======== DATA ENTRIES

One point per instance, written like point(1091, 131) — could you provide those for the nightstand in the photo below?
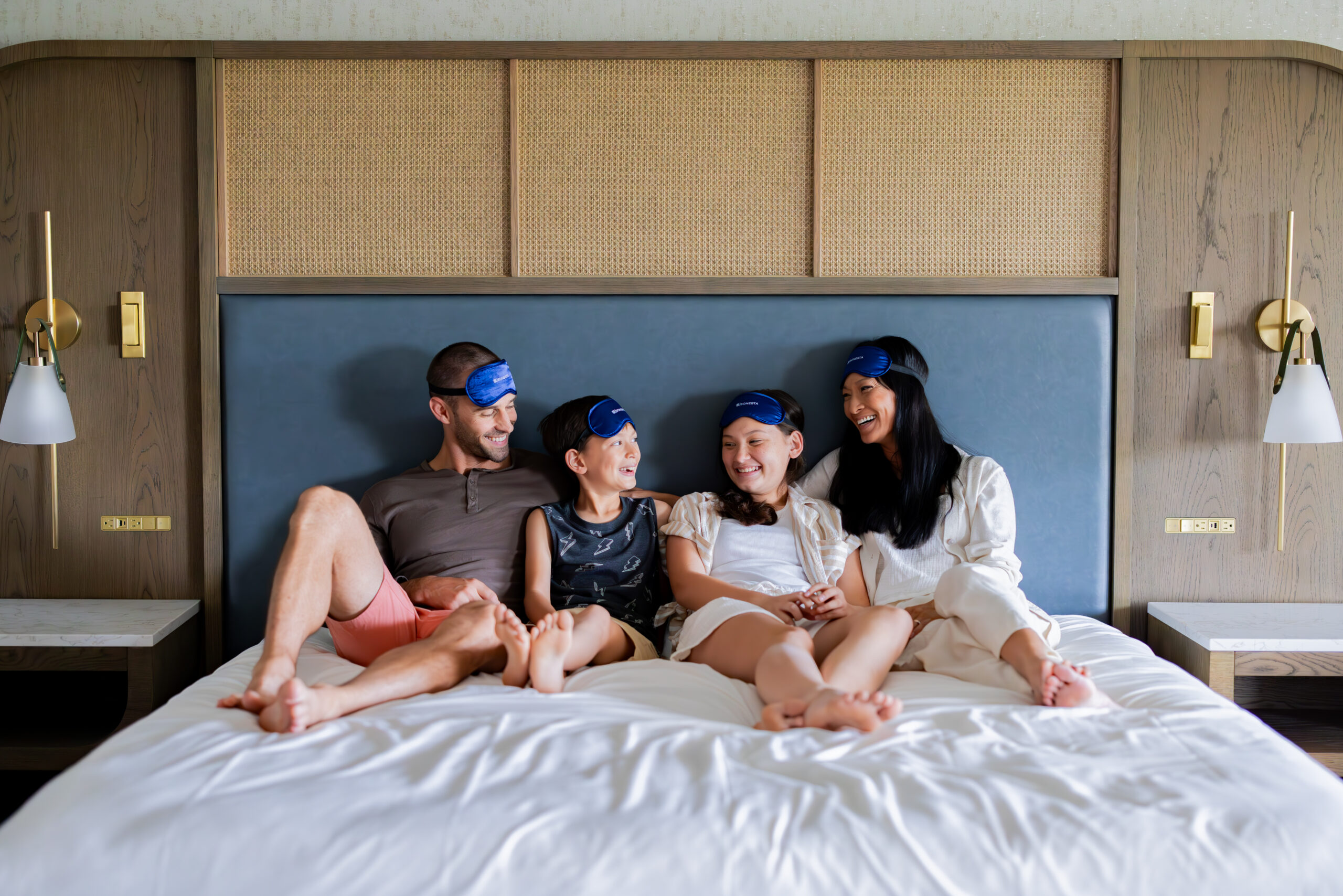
point(1282, 662)
point(80, 671)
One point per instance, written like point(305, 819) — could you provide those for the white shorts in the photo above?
point(707, 620)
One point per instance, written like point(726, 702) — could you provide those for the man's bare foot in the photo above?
point(296, 708)
point(517, 644)
point(268, 676)
point(1070, 686)
point(832, 710)
point(551, 640)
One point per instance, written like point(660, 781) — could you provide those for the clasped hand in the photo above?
point(817, 604)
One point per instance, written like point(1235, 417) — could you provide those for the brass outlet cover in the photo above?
point(1200, 526)
point(136, 523)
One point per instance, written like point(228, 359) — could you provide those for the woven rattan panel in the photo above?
point(367, 167)
point(966, 168)
point(665, 168)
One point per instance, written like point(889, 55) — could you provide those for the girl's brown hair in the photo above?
point(735, 504)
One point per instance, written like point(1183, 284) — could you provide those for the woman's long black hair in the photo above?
point(735, 504)
point(867, 489)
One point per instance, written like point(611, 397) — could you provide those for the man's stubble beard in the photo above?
point(474, 445)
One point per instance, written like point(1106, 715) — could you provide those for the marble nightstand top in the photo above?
point(90, 624)
point(1256, 626)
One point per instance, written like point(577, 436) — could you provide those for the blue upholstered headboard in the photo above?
point(331, 390)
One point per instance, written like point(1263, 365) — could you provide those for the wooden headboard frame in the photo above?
point(1123, 283)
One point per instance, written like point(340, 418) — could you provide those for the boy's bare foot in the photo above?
point(1070, 686)
point(268, 677)
point(517, 644)
point(832, 710)
point(296, 708)
point(551, 640)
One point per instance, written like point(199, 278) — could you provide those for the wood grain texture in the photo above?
point(209, 180)
point(108, 145)
point(1298, 663)
point(669, 285)
point(668, 49)
point(1227, 148)
point(1214, 668)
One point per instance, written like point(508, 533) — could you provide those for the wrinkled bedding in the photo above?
point(646, 778)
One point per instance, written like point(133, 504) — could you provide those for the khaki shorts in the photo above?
point(644, 648)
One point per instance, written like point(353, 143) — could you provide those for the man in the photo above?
point(450, 530)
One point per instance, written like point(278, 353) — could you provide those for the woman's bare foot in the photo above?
point(296, 708)
point(517, 645)
point(832, 710)
point(1070, 686)
point(551, 640)
point(268, 676)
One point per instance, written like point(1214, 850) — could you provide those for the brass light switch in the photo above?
point(132, 324)
point(1201, 325)
point(1200, 526)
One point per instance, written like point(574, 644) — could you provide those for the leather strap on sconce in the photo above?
point(51, 344)
point(1287, 350)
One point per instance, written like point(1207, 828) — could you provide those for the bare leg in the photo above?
point(778, 659)
point(461, 645)
point(1028, 653)
point(329, 567)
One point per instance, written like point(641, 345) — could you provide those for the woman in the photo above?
point(774, 583)
point(938, 530)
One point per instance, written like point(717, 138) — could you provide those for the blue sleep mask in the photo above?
point(485, 386)
point(871, 360)
point(607, 418)
point(758, 406)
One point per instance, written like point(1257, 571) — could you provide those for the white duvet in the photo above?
point(646, 778)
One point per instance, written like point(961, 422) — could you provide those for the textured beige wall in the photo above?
point(1315, 20)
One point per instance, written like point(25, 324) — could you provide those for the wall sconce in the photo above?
point(37, 410)
point(1303, 409)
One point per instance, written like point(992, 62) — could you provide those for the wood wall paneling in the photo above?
point(109, 147)
point(1228, 147)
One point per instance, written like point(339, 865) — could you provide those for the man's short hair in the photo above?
point(452, 366)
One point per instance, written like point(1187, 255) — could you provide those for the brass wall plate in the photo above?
point(136, 523)
point(1200, 526)
point(1274, 331)
point(1201, 325)
point(132, 324)
point(68, 323)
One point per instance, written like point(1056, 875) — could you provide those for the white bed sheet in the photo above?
point(645, 778)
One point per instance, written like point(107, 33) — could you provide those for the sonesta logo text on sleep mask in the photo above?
point(606, 418)
point(871, 360)
point(485, 386)
point(758, 406)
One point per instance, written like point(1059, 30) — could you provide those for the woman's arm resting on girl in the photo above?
point(694, 588)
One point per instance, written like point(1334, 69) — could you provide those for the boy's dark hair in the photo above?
point(566, 428)
point(735, 504)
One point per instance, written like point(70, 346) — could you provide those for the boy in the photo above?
point(594, 571)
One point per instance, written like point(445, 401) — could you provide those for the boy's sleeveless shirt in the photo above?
point(613, 564)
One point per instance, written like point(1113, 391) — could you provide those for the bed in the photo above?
point(646, 778)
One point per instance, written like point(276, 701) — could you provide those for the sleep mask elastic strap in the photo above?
point(758, 406)
point(872, 360)
point(485, 386)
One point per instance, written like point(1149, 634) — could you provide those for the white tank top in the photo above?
point(762, 558)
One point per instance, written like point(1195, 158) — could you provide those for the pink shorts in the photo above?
point(389, 621)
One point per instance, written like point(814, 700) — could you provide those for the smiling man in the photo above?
point(417, 579)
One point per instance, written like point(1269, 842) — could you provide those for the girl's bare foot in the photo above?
point(1070, 686)
point(832, 710)
point(551, 640)
point(268, 676)
point(517, 645)
point(296, 708)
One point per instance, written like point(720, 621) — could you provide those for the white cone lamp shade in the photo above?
point(37, 410)
point(1303, 410)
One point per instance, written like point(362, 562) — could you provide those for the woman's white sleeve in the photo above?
point(993, 526)
point(816, 484)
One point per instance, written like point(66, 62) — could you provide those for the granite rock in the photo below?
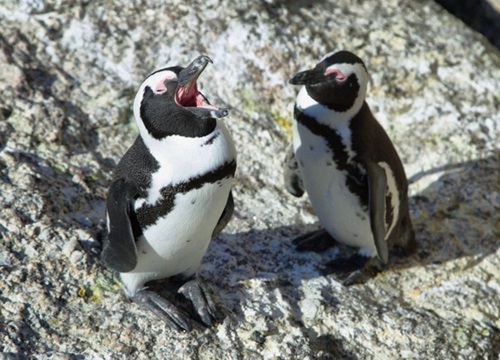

================

-- WORK TO COMPLETE --
Reproduce verbatim the stretch of the data from the line containing "One point per instance, written like point(1257, 571)" through the line containing "point(452, 366)", with both of those lines included.

-- RESULT --
One point per instance, written like point(1257, 571) — could you provide those for the white duvet in the photo above?
point(646, 778)
One point per instance, written like point(961, 422) — could you provide those for the textured beige wall in the photo above?
point(1315, 20)
One point per instance, written like point(25, 324) — could you provide those for the wall sconce in the photo above?
point(37, 410)
point(1303, 409)
One point per instance, written like point(992, 62) — could you provide those for the wood wall paneling in the photo above?
point(109, 147)
point(1228, 147)
One point per instance, written like point(339, 865) — could you provide those for the man's short hair in the photo above?
point(452, 366)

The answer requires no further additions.